Passage for review =>

+ + +

If my parents go ballistic when I tell them?
If I get kicked out of the house and have nowhere to go?
If I can’t come home for the holidays to be with my parents, brother and sister?
If the kids at school carry out their threats?
It’s so hopeless! I feel like a leper. Is it any wonder why teens like me kill themselves?
Did I choose to be gay? Are you kidding? If people had a choice, I seriously doubt anyone would ever choose to be gay! Why would I choose to be something that horrifies my parents and my religion condemns? In some places, it could cost me my life if I dared to walk down the street holding hands with my boyfriend.
Did someone cause me to be gay? No, I didn’t have a traumatic childhood. I wasn’t abused or neglected. You’ve seen how much my parents love each other. My family and friends love me. No one has talked me into this.
Am I mentally ill? I heard my pastor make fun of the fact that homosexuality was taken off the list of mental illnesses, as if he thought it should still be on it. No, I’m not mentally ill. I’m just different.
Can I change my orientation? Organizations have tried to do that, but after years of therapy, they have found the “changed” person is still fantasizing being with a partner of the same-sex. There’s no scientific data that gay people can be reoriented sexually with any degree of permanent success.
What does the Bible say about homosexuality? Biblical writers seem to have believed that everyone was heterosexual. The word “homosexuality” didn’t even appear in any translation of the Bible until the Revised Standard Version in the 1940’s. Many people believe the Scriptures are a trustworthy guide for showing us how to live the way God wants us to, but is our interpretation of them always without error?

+ + +

Extracted records =>
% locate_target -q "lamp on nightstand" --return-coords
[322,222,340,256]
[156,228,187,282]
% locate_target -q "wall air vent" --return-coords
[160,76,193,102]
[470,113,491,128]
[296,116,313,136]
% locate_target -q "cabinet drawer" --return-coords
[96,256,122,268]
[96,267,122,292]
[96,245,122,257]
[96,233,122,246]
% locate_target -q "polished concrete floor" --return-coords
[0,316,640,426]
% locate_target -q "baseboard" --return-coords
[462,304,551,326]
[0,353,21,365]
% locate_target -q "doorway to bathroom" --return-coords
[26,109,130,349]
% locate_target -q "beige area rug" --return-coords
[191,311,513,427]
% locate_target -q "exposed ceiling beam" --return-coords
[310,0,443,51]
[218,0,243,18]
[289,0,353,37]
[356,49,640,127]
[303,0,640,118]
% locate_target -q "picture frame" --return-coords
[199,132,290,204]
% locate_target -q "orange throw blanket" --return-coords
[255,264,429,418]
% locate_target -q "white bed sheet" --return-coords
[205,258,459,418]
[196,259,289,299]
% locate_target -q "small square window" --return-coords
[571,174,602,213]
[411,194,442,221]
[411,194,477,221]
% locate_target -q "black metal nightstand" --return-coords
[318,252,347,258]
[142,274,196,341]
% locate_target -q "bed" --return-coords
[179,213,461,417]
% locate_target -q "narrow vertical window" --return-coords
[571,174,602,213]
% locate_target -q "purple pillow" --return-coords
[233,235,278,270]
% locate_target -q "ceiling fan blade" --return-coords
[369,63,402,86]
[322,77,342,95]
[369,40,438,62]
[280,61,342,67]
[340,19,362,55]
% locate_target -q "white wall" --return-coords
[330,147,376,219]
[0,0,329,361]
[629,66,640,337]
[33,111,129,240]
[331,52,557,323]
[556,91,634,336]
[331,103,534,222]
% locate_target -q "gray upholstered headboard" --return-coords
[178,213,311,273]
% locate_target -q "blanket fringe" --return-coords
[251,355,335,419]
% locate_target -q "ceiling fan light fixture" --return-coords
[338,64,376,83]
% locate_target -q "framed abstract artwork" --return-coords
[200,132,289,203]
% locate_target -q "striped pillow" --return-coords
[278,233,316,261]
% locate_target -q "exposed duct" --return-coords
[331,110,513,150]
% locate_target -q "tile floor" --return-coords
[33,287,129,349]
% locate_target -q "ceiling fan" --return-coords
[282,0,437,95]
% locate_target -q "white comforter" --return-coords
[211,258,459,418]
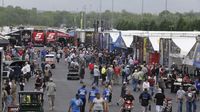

+ + +

About this task =>
Answer these questions from the passage on being gay:
1. What did the narrator hear the pastor make fun of?
2. What have organizations found after years of therapy with a "changed" person?
3. In which translation did the word "homosexuality" first appear in the Bible?
The material after the text stands apart from it.

Task solution =>
1. The fact that homosexuality was taken off the list of mental illnesses.
2. The person is still fantasizing about being with a partner of the same sex.
3. The Revised Standard Version, in the 1940s.